▶ Exercise objective: Reproduce the following entries verbatim, each one complete.

Stored data entries:
○ ○ ○
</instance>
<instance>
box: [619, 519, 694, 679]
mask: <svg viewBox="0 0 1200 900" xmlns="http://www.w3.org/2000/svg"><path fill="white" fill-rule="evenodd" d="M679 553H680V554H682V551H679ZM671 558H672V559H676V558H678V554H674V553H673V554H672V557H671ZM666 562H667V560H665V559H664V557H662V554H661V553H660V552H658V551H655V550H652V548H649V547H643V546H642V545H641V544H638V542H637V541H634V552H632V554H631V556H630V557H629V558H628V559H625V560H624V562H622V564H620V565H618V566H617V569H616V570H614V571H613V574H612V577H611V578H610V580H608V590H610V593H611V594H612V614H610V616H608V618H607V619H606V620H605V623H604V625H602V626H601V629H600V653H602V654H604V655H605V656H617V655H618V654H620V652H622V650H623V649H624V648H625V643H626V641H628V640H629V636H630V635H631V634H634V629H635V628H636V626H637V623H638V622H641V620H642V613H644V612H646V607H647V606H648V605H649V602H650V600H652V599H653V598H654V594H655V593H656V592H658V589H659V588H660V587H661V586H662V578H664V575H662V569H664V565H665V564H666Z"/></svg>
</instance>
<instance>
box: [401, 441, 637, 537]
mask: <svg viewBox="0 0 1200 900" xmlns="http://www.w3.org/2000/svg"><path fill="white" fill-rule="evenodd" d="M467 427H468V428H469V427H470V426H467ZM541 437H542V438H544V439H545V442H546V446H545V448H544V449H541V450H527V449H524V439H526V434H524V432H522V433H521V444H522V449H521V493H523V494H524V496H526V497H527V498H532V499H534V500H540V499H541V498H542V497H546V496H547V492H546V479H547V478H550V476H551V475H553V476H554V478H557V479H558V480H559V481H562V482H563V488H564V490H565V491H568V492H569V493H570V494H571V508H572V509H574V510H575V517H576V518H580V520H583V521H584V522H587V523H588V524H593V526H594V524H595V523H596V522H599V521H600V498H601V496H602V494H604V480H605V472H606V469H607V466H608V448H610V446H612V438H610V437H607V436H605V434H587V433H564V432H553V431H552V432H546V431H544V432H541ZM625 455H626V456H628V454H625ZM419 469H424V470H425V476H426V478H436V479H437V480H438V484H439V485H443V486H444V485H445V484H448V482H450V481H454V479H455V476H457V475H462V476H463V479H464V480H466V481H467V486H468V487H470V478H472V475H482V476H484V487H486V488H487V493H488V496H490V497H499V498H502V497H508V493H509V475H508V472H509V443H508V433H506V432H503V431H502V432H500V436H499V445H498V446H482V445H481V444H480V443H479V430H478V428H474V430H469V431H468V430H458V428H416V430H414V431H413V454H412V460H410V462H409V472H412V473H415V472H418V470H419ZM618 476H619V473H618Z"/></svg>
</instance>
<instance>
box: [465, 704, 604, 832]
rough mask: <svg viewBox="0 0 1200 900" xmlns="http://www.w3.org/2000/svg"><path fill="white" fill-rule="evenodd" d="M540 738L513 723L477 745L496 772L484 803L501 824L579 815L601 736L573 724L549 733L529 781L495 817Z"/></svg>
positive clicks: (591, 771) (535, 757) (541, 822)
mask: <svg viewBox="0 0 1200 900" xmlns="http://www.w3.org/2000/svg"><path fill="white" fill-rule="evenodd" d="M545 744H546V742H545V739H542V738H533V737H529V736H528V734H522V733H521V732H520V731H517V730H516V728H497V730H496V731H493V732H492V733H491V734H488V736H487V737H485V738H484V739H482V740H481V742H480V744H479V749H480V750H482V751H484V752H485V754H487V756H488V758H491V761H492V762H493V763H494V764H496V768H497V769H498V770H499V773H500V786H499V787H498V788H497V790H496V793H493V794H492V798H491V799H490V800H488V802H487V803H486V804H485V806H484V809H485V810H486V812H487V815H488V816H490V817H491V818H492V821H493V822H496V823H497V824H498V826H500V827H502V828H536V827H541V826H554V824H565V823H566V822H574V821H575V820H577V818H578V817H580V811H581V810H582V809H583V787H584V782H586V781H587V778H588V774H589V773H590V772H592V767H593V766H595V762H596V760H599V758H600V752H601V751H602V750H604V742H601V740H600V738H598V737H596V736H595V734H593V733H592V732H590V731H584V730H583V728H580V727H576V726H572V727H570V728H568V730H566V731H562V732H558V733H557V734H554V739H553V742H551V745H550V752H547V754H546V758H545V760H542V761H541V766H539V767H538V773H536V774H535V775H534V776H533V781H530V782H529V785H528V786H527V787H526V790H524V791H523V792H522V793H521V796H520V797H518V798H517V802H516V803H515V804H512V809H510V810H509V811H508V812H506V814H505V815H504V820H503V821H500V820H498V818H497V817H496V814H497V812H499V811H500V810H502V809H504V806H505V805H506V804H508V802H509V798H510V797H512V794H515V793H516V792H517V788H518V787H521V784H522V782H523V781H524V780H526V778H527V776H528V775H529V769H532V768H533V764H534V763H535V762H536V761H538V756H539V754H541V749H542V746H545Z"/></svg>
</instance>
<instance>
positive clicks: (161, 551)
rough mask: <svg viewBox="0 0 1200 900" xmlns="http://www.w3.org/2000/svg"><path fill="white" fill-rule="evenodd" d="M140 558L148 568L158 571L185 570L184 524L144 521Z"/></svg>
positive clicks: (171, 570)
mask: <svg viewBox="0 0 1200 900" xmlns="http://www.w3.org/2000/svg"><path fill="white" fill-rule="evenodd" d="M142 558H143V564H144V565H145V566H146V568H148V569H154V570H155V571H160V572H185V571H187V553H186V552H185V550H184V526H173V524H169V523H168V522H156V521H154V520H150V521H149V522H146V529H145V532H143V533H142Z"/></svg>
○ ○ ○
▶ Exercise answer:
</instance>
<instance>
box: [619, 519, 694, 679]
mask: <svg viewBox="0 0 1200 900" xmlns="http://www.w3.org/2000/svg"><path fill="white" fill-rule="evenodd" d="M679 553H680V554H682V551H679ZM671 558H672V559H676V558H678V554H674V553H673V554H672V557H671ZM666 562H667V560H665V559H664V557H662V554H661V553H660V552H658V551H655V550H652V548H649V547H643V546H642V545H641V544H638V542H637V541H634V552H632V554H631V556H630V557H629V558H628V559H625V560H624V562H622V564H620V565H618V566H617V569H616V570H614V571H613V574H612V577H611V578H610V580H608V590H610V593H611V594H612V614H610V616H608V618H607V619H606V620H605V623H604V625H602V626H601V629H600V653H602V654H604V655H605V656H617V655H618V654H620V652H622V650H623V649H624V648H625V643H626V641H628V640H629V636H630V635H631V634H634V629H635V628H636V626H637V623H638V622H641V620H642V613H644V612H646V607H647V606H648V605H649V602H650V600H652V599H653V598H654V594H655V593H656V592H658V589H659V588H660V587H661V586H662V578H664V575H662V569H664V565H665V564H666Z"/></svg>
</instance>
<instance>
box: [401, 441, 637, 537]
mask: <svg viewBox="0 0 1200 900" xmlns="http://www.w3.org/2000/svg"><path fill="white" fill-rule="evenodd" d="M467 427H468V428H469V427H470V426H467ZM541 437H542V438H544V439H545V442H546V446H545V448H544V449H541V450H527V449H524V439H526V434H524V432H522V433H521V444H522V449H521V493H523V494H524V496H526V497H527V498H532V499H534V500H540V499H541V498H542V497H546V496H547V492H546V479H547V478H550V476H551V475H553V476H554V478H557V479H558V480H559V481H562V482H563V488H564V490H565V491H568V492H569V493H570V494H571V508H572V509H574V510H575V517H576V518H580V520H583V521H584V522H587V523H588V524H593V526H594V524H595V523H596V522H599V521H600V498H601V496H602V494H604V480H605V472H606V469H607V466H608V448H610V446H612V438H610V437H607V436H605V434H587V433H564V432H553V431H552V432H546V431H544V432H541ZM625 455H626V456H628V454H625ZM419 469H424V470H425V476H426V478H436V479H437V480H438V484H439V485H443V486H444V485H445V484H448V482H450V481H454V479H455V476H457V475H462V476H463V479H464V480H466V481H467V486H468V487H470V478H472V475H482V476H484V487H486V488H487V493H488V496H490V497H499V498H502V497H508V493H509V475H508V472H509V443H508V433H506V432H503V431H502V432H500V436H499V445H498V446H482V445H481V444H480V443H479V430H478V428H474V430H469V431H468V430H458V428H416V430H414V431H413V454H412V460H410V462H409V472H412V473H415V472H418V470H419ZM618 476H619V473H618Z"/></svg>
</instance>
<instance>
box: [465, 704, 604, 832]
rough mask: <svg viewBox="0 0 1200 900" xmlns="http://www.w3.org/2000/svg"><path fill="white" fill-rule="evenodd" d="M540 738L513 723L477 745L496 772L484 803L501 824L579 815L601 736L573 724L549 733L529 781L495 817Z"/></svg>
positive clicks: (591, 771) (535, 757) (541, 822)
mask: <svg viewBox="0 0 1200 900" xmlns="http://www.w3.org/2000/svg"><path fill="white" fill-rule="evenodd" d="M545 744H546V742H545V739H542V738H533V737H529V736H528V734H522V733H521V732H520V731H517V730H516V728H497V730H496V731H493V732H492V733H491V734H488V736H487V737H485V738H484V739H482V740H481V742H480V744H479V749H480V750H482V751H484V752H485V754H487V756H488V758H491V761H492V762H493V763H494V764H496V768H497V769H498V770H499V773H500V786H499V787H498V788H497V790H496V793H493V794H492V798H491V799H490V800H488V802H487V803H486V804H485V806H484V809H485V810H486V812H487V815H488V816H490V817H491V818H492V821H493V822H496V823H497V824H498V826H500V827H502V828H536V827H541V826H554V824H565V823H566V822H574V821H575V820H577V818H578V817H580V811H581V810H582V809H583V787H584V782H586V781H587V778H588V774H589V773H590V772H592V767H593V766H595V762H596V760H599V758H600V752H601V751H602V750H604V742H601V740H600V738H598V737H596V736H595V734H593V733H592V732H590V731H584V730H583V728H580V727H576V726H572V727H570V728H568V730H566V731H562V732H558V733H557V734H554V739H553V742H551V745H550V752H547V754H546V758H545V760H542V761H541V766H539V767H538V773H536V774H535V775H534V776H533V781H530V782H529V785H528V786H527V787H526V790H524V791H523V792H522V793H521V796H520V797H518V798H517V802H516V803H515V804H512V809H510V810H509V811H508V812H506V814H505V815H504V820H503V821H500V820H498V818H497V817H496V814H497V812H499V811H500V810H502V809H504V806H505V805H506V804H508V802H509V798H510V797H512V794H515V793H516V792H517V788H518V787H521V784H522V782H523V781H524V780H526V778H527V776H528V775H529V769H532V768H533V764H534V763H535V762H536V761H538V756H539V754H541V749H542V746H545Z"/></svg>
</instance>
<instance>
positive clicks: (161, 551)
rough mask: <svg viewBox="0 0 1200 900" xmlns="http://www.w3.org/2000/svg"><path fill="white" fill-rule="evenodd" d="M140 558L148 568L158 571L185 570L184 524L144 521Z"/></svg>
positive clicks: (171, 570)
mask: <svg viewBox="0 0 1200 900" xmlns="http://www.w3.org/2000/svg"><path fill="white" fill-rule="evenodd" d="M142 558H143V564H144V565H145V566H146V568H148V569H154V570H155V571H160V572H185V571H187V553H186V552H185V550H184V526H173V524H169V523H168V522H156V521H154V520H150V521H149V522H146V529H145V532H143V533H142Z"/></svg>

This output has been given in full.